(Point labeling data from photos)
::::::

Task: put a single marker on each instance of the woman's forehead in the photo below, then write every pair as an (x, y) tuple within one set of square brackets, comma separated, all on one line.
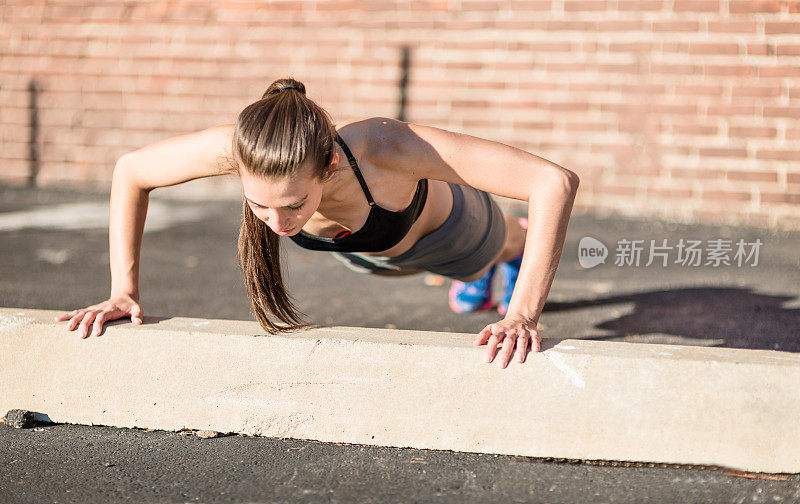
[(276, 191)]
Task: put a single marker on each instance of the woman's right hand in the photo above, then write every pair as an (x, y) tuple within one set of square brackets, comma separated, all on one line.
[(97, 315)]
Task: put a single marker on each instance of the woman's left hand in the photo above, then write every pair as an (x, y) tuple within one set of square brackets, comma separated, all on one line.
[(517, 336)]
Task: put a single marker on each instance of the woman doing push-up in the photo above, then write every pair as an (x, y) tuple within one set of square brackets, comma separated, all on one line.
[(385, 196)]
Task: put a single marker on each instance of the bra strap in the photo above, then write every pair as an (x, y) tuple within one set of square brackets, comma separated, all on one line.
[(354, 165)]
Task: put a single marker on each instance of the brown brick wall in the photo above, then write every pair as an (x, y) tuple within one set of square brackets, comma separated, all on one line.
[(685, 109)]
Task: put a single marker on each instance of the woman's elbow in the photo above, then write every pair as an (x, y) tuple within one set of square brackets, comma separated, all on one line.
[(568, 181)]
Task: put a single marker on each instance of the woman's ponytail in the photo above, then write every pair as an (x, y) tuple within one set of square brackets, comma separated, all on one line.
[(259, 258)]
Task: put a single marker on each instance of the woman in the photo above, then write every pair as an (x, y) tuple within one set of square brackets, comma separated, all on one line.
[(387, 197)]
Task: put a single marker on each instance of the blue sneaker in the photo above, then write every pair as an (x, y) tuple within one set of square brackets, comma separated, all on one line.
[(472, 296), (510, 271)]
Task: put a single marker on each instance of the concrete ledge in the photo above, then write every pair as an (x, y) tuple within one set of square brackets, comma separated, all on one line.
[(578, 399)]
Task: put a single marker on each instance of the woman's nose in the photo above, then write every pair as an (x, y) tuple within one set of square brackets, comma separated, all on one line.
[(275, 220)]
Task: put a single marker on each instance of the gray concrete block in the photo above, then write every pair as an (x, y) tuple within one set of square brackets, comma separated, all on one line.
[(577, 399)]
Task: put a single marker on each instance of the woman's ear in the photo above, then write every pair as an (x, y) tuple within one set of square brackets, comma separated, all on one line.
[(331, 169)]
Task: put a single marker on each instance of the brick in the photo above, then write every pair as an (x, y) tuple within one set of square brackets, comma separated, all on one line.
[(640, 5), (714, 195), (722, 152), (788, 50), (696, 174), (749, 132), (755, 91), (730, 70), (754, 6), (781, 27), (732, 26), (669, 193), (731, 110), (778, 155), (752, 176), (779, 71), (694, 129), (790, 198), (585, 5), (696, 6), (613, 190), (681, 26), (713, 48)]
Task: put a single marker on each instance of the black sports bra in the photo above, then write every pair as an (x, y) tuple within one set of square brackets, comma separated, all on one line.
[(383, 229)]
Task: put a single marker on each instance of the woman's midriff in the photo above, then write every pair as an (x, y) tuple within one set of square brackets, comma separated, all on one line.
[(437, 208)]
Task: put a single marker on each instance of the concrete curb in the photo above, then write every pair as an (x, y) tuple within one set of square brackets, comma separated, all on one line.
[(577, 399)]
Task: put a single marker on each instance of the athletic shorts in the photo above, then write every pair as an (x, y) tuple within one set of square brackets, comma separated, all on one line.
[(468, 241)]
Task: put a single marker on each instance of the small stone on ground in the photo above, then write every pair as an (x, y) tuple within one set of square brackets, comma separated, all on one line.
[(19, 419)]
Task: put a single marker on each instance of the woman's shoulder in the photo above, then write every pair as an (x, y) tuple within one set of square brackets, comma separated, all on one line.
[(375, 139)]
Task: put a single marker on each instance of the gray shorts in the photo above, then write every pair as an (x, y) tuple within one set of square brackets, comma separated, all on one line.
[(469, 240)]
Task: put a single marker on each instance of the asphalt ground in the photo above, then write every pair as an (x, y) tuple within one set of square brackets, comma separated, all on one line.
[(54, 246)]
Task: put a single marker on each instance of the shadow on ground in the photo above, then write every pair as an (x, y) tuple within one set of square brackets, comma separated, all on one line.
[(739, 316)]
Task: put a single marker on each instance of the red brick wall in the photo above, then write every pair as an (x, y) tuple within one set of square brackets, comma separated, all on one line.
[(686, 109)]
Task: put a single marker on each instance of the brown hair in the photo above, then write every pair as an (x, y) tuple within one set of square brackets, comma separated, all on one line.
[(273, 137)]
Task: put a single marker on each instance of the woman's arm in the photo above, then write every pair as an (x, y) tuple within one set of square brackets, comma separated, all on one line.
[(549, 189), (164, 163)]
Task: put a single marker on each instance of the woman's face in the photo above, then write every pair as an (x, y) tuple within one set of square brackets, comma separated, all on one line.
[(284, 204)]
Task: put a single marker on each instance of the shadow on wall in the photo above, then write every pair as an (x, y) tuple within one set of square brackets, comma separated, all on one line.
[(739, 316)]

::::::

(Written exercise)
Throughout all the items above, rewrite "single marker" as "single point" and keep every other word unchanged. Give the lines again without the pictures.

(Reply)
Task: put a single point on each instance of the woman's forehead in the photo below, then write every pair as an (x, y) tuple within one set of square brackets, comma separated, all on one line.
[(276, 191)]
Task: put a single point on each instance of the woman's right hand in the photo above, then write every pair as an (x, y) tuple within one set of square brackets, comma separated, all on one line.
[(97, 315)]
Task: put a single point on each instance of the woman's left hand in the photo above, then write every pair as an (x, y) tuple within one set of square brackets, comma separated, all on one line.
[(517, 336)]
Task: put a single point on each instance of the woman doing push-up in the photo above, then write every pair as an (x, y) tuple within one set of square brackets, comma separated, all on one line.
[(385, 196)]
Task: put a single point on each instance of the bra strap in the photo above, then write every pair as an (x, y) tuple within one set of square brackets, comma separated, all on one line.
[(354, 165)]
Task: put a single point on each instance of the brown brick wall in the photo above, then write every pair as an (x, y) tuple within one set of square brackets, comma separated, all on one line.
[(685, 109)]
Task: put a single point on each instance of the woman's elbow in the photo above, then write every pair as an (x, y) tuple within one set of square brackets, comma separated, all on one line.
[(568, 181)]
Task: put a single point on each instance of the woman's ponytail in the photo above, then write every pair as an (x, y) tuple within one set of square brackets, comma separated, all on one line.
[(259, 258)]
Task: put a single point on each instance of the woman in the photo above, then write every pair as an (x, y) tuple within one set of square brackets, comma separated, all on one line.
[(387, 197)]
Task: put a single point on each instance of the blue sneaker in the photo above, then write every pair as an (x, y) tuple within one set of square brackets, comma separated, all on one line.
[(472, 296), (510, 271)]
Task: put a single point on each instance of the concrete ledge in the photo above, then write every pair as an (x, y) tuple within one set of square brackets, comma separated, all on one line.
[(578, 399)]
Task: put a single point on each instance of the woman's nose in the photo above, then write every pair as an (x, y) tuple within one set of square brackets, comma separated, all on one line.
[(275, 220)]
Task: put a single point on each instance of the gray concrete block in the photo above, then write every pair as an (x, y) tuple within one set of square brackets, comma separated, all on one line.
[(577, 399)]
Task: put a single point on each instance of the woman's ear in the photo above, then write every pair as an (x, y) tuple within one set of square brackets, comma separated, all on one line.
[(331, 169)]
Task: put a single point on each instance of the brick in the photo above, then write every pair as an (x, y) tuple within one set of square brackets, comma separated, all on one line.
[(640, 5), (714, 195), (722, 152), (788, 50), (696, 174), (749, 132), (755, 91), (730, 70), (754, 6), (781, 27), (732, 26), (669, 193), (731, 110), (778, 155), (752, 176), (779, 71), (694, 129), (790, 198), (585, 5), (696, 6), (613, 190), (681, 26), (713, 48)]
Task: put a single point on each instance of the black sports bra in the photo above, then write every pair as an (x, y) tuple within one set of square brackets, comma separated, all on one line.
[(383, 229)]
Task: put a single point on each instance of the woman's midriff in the photo above, then write every pair as an (x, y) tuple within one set of square brackets, comma separated, all on one line.
[(437, 208)]
Task: put a single point on each instance of the concrete curb in the photo above, then write every pair as an (x, y) tuple within one set of square brackets, comma separated, all on one line.
[(577, 399)]
Task: put a single point on each instance of the athletic shorts in the photo above, then write every pair as an (x, y) tuple within one set of square brackets, comma separated, all on one line.
[(468, 241)]
Task: put a single point on each instance of the small stone on ground in the photo above, then write every pair as an (x, y) tuple within one set of square brackets, comma separated, all on one line.
[(19, 419)]
Task: put a single point on each instance of the woman's shoulder in the photo above, then write every pair as an (x, y) tuple within one set of square brackets, comma separated, all on one line.
[(375, 139)]
Task: put a single point on each instance of the gray shorts in the photo above, then write every pair as an (x, y) tuple within one set of square brackets, comma separated, all on one line.
[(469, 240)]
Task: put a single point on each instance of the asphalt ground in the photo above, then write every pair as an (x, y) tuple within one set of square brackets, comma separated, all on one line.
[(54, 246)]
Task: put a single point on each instance of the shadow on ground in the photo above, then write every pair as an (x, y) tuple within one set of square brackets, comma separated, all on one line.
[(739, 316)]
Task: put a single point on each instance of the red brick wall in the photo above, then write every pair as an (x, y) tuple within one set of square brackets, comma separated, all on one line.
[(686, 109)]
Task: put a single point on each instance of the brown hair in the photo above, then write every pair as an (x, y) tuple within one set of square brackets, comma separated, all on one line.
[(273, 137)]
Task: put a single point on each instance of the woman's arm in the photo above, then write every pair as an (x, y) tuple within one set of square brackets, comma separated, all on one line.
[(549, 189), (164, 163)]
Task: put a single point on each instance of the woman's face in the photo above, then write every pair as an (x, y) tuple within one set of square brackets, comma separated, all on one line.
[(284, 204)]
Task: put a single point on each instance of the shadow on wall in the photo above, then write every pair as an (x, y) tuple within one set of square brackets, comma separated, all on one line.
[(739, 316)]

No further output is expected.